**OBJECTIVE:**
State how many lines in the rows below contain the word "dark". Give only the number.

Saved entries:
--- begin ---
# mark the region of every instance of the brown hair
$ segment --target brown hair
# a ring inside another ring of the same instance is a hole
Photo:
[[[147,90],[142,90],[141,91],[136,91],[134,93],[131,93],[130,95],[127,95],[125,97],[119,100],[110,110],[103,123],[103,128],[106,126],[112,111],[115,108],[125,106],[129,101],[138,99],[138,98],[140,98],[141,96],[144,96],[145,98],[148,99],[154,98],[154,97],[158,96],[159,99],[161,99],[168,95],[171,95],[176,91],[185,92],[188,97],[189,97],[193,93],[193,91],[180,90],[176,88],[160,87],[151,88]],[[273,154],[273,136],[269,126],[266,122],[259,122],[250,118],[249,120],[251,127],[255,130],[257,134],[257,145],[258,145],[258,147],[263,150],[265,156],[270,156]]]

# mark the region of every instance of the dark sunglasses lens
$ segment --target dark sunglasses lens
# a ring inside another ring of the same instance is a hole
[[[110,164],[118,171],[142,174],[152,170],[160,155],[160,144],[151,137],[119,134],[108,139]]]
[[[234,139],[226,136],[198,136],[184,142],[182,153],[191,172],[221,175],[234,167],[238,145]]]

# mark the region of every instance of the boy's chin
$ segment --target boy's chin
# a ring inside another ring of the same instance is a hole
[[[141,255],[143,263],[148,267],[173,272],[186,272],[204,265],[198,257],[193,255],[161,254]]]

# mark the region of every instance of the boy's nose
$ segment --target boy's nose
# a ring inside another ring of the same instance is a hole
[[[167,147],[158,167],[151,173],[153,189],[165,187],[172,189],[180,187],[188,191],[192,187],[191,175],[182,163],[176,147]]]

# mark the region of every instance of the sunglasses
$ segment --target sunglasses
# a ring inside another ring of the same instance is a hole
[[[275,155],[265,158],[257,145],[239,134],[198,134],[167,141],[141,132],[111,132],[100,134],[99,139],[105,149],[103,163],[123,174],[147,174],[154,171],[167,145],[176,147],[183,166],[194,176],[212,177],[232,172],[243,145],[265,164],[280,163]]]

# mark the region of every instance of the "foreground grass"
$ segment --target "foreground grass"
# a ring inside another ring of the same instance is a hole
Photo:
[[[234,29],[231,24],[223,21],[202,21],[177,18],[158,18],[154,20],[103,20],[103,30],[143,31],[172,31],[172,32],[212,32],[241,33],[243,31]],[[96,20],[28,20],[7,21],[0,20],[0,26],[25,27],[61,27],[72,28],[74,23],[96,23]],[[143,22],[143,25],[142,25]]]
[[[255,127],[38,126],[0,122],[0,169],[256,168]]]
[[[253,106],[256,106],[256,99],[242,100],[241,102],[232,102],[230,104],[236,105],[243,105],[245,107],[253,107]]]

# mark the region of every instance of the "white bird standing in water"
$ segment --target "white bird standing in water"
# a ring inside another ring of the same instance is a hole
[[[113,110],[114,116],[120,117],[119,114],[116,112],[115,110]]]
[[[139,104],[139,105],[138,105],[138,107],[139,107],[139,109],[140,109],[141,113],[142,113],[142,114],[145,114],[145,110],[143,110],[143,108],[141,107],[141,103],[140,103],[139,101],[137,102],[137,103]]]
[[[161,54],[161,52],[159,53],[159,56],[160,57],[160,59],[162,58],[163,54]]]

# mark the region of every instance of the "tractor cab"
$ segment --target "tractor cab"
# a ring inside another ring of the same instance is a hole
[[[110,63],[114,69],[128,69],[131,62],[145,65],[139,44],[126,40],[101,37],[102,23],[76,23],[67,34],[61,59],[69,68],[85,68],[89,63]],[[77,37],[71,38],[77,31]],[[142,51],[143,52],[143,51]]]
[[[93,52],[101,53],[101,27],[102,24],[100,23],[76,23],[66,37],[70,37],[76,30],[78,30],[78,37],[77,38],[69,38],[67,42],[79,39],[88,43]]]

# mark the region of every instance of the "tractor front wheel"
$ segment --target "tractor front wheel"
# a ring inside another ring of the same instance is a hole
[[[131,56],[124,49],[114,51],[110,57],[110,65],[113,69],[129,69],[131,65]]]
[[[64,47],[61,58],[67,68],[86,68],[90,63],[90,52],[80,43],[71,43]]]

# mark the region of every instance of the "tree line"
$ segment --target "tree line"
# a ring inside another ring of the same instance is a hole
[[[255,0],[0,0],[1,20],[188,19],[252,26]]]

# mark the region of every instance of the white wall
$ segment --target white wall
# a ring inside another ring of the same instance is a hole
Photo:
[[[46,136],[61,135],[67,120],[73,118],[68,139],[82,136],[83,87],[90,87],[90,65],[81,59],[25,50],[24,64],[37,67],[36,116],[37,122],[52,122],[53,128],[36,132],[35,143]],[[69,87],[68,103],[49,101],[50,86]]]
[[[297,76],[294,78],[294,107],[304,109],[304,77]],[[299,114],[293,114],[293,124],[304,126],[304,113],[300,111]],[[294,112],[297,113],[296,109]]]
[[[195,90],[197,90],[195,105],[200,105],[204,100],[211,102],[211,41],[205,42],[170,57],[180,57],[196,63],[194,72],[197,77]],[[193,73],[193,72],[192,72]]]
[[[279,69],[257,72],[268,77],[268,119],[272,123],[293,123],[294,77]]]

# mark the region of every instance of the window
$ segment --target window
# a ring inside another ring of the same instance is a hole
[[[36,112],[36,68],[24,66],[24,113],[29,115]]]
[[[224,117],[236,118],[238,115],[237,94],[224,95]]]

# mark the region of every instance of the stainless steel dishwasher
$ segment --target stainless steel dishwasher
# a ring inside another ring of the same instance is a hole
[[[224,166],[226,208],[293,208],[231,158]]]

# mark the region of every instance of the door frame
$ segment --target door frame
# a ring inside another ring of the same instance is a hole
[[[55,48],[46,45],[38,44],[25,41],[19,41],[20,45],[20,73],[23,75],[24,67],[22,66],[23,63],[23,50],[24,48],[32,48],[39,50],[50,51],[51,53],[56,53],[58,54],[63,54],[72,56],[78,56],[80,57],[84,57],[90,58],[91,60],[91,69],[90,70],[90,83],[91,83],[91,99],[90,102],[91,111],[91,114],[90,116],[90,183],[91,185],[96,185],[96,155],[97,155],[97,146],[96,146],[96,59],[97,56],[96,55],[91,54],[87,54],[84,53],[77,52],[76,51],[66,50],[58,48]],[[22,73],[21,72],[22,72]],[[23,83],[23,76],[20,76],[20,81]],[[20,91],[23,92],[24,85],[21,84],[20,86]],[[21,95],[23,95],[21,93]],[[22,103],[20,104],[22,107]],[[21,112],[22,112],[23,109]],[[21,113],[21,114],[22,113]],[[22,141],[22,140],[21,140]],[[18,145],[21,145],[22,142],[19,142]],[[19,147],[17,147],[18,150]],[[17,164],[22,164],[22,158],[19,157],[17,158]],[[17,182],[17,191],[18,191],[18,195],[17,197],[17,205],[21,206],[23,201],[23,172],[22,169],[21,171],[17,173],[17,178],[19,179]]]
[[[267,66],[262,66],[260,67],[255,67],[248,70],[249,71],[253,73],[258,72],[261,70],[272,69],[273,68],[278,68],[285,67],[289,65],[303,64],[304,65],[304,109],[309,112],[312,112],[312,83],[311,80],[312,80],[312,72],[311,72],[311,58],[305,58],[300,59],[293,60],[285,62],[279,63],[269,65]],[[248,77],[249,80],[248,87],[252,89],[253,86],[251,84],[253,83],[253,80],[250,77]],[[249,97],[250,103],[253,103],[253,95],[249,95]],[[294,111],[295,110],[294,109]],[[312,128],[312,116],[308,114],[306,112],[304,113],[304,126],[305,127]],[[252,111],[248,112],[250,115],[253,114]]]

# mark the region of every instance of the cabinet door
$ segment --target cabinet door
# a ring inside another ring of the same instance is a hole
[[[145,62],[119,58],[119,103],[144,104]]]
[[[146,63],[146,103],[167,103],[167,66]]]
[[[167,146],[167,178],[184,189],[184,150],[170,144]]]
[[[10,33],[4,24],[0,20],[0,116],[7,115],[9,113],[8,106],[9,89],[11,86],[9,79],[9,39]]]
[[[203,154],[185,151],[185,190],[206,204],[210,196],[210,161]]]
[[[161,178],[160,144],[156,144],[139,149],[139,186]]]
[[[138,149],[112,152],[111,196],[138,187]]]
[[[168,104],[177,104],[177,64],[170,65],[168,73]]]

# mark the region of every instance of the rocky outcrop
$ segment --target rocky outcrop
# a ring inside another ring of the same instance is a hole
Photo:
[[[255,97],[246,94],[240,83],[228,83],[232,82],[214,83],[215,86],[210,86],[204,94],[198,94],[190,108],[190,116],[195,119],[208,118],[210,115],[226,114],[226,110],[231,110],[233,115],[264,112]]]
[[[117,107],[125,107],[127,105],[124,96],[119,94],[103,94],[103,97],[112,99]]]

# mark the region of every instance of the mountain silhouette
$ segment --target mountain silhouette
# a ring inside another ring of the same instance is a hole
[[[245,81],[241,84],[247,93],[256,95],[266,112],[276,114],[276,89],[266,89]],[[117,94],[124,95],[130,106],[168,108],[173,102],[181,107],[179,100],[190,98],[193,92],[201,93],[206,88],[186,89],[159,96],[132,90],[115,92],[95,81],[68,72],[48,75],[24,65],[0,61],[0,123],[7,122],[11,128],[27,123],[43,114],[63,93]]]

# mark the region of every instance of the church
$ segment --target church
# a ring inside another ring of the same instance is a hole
--- end ---
**TASK OUTPUT:**
2